## [Teks bacaan]
Liputan6.com, Jakarta - Banyak orang yang terbiasa untuk menjaga wudhu agar tidak batal akibat hadas kecil. Hadas kecil bisa disebabkan karena buang hajat seperti kencing dan buang air besar, kentut, tidur, bersentuhan kulit dengan lawan jenis yang bukan mahram, dan lain sebagainya.
Hal ini tentunya baik selama dilakukan secara wajar, tapi dalam kasus-kasus tertentu bisa jadi kurang baik. Misalnya, seorang istri atau suami yang sedang menjaga wudhu merasa tidak nyaman ketika pasangan mendekat padanya.
Advertisement
Baca Juga
Sikap tersebut dapat berakibat pada keharmonisan rumah tangga yang semakin menjauhkan kehangatan hubungan antara suami dan istri. Padahal padahal bersikap hangat dan romantis terhadap pasangan merupakan hal yang dilakukan Rasulullah SAW.
Lantas sikap seperti apakah yang sebaiknya dilakukan oleh seorang muslim? Apakah lebih baik menjaga wudhu agar tidak batal atau justru memperbarui wudhunya?
Saksikan Video Pilihan ini:
Sunnah Memperbarui Wudhu Menurut Mazhab Syafii
Mengutip dari laman NU Online, Imam Nawawi (wafat 656 H) menyatakan semua kalangan syafi'iyyah telah bersepakat bahwa orang yang mempunyai wudhu pertama sunnah melakukan wudhu kembali tanpa menunggu wudhu pertama batal terlebih dahulu.

## [Tugas 1]
Sebutkan semua penyebab hadas kecil yang disebut dalam teks bacaan, masing-masing dalam satu baris.

## [Baris data]
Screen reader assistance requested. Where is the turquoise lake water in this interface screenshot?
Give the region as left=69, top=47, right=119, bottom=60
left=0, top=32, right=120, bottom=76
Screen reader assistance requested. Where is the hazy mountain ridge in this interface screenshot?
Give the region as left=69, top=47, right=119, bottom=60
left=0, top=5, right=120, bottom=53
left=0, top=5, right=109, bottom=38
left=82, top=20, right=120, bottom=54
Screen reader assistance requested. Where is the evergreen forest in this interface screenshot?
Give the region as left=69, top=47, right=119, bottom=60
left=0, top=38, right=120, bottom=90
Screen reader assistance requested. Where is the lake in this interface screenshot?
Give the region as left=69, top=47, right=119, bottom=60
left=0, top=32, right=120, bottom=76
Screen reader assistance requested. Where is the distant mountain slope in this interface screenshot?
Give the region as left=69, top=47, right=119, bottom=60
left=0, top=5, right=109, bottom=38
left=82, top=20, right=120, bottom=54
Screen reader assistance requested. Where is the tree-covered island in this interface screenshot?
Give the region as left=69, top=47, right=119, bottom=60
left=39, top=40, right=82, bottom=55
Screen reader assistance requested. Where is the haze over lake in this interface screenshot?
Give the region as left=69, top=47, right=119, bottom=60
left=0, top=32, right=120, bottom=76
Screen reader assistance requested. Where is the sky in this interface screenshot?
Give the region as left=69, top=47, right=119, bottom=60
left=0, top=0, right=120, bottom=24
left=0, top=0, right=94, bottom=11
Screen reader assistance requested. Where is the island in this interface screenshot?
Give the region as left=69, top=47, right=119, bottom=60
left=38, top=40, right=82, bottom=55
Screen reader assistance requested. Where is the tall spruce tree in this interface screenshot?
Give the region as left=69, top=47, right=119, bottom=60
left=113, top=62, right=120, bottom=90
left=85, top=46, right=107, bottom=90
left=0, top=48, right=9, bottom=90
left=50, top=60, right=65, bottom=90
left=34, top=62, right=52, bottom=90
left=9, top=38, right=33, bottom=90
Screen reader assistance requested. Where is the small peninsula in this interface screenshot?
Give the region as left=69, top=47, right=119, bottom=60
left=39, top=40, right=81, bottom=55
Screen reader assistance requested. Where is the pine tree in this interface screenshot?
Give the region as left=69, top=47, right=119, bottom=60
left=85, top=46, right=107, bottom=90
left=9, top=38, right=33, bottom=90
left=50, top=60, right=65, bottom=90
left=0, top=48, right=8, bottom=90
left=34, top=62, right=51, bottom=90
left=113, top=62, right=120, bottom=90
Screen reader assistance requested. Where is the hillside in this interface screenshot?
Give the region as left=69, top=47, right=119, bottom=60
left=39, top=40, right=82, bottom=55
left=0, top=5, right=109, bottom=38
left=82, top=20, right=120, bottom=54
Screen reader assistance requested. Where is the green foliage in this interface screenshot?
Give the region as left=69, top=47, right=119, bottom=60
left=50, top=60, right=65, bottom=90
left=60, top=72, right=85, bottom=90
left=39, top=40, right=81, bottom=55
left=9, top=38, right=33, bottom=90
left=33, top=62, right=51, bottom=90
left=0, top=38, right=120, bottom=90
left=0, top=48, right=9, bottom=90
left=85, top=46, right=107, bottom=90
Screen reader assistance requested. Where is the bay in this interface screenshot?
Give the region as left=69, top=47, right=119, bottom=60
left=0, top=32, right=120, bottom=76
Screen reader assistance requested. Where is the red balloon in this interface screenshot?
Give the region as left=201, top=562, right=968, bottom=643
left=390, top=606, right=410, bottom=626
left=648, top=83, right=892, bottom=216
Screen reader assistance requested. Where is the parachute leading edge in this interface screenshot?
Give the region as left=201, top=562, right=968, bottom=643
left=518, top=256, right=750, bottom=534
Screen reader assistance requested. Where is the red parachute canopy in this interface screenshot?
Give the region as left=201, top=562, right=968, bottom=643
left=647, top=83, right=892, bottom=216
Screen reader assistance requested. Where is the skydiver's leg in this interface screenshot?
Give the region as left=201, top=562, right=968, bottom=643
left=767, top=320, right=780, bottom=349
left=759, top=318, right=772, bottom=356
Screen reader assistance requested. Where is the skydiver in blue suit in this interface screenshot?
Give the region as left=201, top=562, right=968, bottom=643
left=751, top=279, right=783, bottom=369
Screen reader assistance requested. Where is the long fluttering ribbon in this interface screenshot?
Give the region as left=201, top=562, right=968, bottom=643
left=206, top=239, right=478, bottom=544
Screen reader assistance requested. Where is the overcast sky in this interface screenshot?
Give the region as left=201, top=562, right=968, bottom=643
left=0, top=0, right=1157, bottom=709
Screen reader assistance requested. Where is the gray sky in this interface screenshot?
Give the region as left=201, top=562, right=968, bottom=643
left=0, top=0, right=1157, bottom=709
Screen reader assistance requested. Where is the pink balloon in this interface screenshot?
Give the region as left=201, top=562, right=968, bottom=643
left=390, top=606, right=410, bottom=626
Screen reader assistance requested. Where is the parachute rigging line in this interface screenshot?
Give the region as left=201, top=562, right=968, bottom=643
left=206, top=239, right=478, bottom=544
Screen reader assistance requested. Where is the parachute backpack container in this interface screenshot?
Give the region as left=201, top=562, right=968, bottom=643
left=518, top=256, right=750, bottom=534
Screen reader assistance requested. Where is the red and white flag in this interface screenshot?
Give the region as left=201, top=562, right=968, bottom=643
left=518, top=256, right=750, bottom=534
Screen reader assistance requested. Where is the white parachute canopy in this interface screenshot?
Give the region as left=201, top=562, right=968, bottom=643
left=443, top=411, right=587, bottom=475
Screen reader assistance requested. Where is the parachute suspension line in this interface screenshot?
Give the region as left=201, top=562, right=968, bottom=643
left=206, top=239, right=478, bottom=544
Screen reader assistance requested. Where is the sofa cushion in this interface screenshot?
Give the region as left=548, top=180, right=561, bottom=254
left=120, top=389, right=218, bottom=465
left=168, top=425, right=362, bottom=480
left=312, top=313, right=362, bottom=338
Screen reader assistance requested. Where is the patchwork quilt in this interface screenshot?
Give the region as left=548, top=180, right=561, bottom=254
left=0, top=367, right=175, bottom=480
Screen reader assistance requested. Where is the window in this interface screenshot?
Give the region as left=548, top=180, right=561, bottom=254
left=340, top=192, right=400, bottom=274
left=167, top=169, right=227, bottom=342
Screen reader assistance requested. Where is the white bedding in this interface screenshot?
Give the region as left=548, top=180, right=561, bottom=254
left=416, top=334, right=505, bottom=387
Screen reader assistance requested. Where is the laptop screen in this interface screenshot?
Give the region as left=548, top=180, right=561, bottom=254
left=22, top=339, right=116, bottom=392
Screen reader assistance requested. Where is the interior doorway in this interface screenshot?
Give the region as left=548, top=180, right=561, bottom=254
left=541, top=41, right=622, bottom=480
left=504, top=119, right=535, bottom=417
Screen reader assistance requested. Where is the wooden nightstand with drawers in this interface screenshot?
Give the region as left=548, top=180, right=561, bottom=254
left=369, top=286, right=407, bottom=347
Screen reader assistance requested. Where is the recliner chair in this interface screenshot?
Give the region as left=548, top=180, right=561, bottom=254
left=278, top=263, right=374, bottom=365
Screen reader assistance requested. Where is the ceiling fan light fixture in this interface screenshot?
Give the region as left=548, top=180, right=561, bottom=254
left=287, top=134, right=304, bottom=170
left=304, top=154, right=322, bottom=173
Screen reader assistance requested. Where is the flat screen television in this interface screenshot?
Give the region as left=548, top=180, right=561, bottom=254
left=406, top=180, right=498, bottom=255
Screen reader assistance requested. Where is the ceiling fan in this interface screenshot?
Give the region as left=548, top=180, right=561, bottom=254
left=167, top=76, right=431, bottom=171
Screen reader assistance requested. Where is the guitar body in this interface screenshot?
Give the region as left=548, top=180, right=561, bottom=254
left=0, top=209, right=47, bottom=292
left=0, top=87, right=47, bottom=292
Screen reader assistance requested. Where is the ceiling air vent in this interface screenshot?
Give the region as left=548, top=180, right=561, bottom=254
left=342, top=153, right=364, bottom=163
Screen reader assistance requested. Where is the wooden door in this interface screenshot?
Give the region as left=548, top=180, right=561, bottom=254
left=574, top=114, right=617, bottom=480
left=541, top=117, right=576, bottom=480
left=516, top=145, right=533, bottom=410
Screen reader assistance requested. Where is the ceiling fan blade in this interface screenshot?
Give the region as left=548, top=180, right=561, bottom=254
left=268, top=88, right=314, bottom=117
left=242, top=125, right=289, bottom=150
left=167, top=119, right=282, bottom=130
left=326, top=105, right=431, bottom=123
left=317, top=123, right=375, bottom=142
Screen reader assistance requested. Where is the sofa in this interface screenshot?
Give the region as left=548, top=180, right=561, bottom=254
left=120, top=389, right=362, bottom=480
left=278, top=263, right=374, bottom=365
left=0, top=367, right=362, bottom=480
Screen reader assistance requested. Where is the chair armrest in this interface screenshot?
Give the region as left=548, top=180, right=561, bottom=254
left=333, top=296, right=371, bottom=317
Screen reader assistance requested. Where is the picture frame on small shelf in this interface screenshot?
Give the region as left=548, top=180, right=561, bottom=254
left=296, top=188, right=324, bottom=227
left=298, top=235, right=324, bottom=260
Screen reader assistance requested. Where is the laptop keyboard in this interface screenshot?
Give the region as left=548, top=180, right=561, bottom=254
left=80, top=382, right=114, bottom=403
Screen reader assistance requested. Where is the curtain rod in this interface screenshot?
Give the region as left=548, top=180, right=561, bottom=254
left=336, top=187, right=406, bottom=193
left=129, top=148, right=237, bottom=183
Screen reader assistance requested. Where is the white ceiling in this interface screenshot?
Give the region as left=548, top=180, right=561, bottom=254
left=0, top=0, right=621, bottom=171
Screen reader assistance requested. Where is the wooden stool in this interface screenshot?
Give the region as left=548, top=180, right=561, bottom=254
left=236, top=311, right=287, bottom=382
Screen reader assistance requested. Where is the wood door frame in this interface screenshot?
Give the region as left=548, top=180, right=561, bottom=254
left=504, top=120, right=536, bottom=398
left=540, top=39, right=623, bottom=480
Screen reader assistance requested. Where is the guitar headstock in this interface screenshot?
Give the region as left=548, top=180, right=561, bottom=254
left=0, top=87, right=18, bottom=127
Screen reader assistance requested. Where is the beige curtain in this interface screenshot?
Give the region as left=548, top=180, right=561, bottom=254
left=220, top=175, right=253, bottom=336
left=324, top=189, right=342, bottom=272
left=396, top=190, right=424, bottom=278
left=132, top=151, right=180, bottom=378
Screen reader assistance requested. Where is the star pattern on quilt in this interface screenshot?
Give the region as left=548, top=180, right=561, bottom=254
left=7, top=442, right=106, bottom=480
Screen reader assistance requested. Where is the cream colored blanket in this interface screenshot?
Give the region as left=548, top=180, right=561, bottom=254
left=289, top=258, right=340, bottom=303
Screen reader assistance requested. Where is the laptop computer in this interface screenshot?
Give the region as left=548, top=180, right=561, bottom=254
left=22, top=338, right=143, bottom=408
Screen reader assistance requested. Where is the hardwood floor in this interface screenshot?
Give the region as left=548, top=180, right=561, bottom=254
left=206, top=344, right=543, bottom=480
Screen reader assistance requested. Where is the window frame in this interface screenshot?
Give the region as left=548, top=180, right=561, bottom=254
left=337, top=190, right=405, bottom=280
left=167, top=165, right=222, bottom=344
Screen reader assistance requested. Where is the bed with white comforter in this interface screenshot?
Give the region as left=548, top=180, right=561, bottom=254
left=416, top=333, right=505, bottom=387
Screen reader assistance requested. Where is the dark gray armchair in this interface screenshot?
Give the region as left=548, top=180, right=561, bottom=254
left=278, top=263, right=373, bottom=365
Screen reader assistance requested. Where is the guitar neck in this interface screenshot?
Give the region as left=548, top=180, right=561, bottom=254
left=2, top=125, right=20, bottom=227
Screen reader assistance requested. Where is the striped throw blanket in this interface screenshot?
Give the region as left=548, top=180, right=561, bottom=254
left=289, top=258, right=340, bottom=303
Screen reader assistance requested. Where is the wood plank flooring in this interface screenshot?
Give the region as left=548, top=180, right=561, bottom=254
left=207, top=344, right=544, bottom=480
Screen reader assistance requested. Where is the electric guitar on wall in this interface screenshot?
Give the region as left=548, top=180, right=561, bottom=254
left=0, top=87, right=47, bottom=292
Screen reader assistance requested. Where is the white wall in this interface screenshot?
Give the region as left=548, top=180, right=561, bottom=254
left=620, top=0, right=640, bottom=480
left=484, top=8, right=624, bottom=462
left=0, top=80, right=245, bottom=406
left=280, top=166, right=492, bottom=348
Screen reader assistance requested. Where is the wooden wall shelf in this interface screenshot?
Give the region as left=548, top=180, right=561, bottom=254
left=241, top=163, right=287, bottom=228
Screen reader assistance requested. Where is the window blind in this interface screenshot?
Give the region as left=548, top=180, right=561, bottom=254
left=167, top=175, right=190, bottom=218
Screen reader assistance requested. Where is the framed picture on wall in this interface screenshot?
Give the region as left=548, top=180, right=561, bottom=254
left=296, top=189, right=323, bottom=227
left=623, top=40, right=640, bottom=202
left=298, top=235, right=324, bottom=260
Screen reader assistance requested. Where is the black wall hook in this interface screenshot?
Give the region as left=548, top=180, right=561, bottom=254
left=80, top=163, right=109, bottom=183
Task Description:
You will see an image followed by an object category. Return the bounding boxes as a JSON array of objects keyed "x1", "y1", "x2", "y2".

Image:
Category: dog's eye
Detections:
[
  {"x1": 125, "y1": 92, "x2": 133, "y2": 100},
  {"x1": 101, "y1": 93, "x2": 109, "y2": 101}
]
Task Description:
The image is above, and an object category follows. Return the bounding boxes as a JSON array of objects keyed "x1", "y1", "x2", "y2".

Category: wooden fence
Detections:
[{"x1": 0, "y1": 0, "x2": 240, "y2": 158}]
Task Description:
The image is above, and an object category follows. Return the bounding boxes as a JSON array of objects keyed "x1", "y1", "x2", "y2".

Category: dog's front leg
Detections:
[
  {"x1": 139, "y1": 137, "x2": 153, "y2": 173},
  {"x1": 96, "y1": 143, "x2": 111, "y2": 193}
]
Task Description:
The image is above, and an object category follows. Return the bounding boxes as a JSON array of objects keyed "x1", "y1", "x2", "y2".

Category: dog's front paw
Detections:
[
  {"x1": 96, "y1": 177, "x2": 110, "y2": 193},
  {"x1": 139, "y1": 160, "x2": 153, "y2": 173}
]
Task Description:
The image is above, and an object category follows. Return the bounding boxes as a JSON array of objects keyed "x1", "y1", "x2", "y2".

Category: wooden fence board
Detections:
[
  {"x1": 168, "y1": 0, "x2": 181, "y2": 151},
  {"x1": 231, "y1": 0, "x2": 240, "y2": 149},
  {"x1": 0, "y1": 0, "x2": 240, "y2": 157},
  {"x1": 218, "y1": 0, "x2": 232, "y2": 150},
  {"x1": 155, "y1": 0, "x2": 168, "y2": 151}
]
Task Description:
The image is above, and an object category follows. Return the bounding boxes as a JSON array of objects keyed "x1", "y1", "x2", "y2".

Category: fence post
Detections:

## [Tugas 2]
Tolong ulangi persis bagian baris data dari baris yang memuat "Screen reader assistance requested. Where is the picture" sampai baris yang memuat "left=540, top=39, right=623, bottom=480", termasuk kedua baris tersebut, dan hanya bagian itu saja.

## [Hasil yang diharapkan 1]
Buang hajat (kencing dan buang air besar)
Kentut
Tidur
Bersentuhan kulit dengan lawan jenis yang bukan mahram

## [Hasil yang diharapkan 2]
Screen reader assistance requested. Where is the picture frame on small shelf in this interface screenshot?
Give the region as left=548, top=180, right=561, bottom=254
left=296, top=188, right=324, bottom=227
left=298, top=235, right=324, bottom=260
Screen reader assistance requested. Where is the laptop keyboard in this interface screenshot?
Give the region as left=548, top=180, right=561, bottom=254
left=80, top=382, right=114, bottom=403
Screen reader assistance requested. Where is the curtain rod in this interface screenshot?
Give the region as left=548, top=180, right=561, bottom=254
left=336, top=187, right=406, bottom=193
left=129, top=148, right=237, bottom=183
Screen reader assistance requested. Where is the white ceiling in this interface screenshot?
Give the region as left=548, top=180, right=561, bottom=254
left=0, top=0, right=621, bottom=171
Screen reader assistance requested. Where is the wooden stool in this interface screenshot?
Give the region as left=548, top=180, right=561, bottom=254
left=236, top=311, right=287, bottom=382
Screen reader assistance requested. Where is the wood door frame in this interface screenshot?
Give the region as left=548, top=180, right=561, bottom=254
left=504, top=120, right=536, bottom=398
left=540, top=39, right=623, bottom=480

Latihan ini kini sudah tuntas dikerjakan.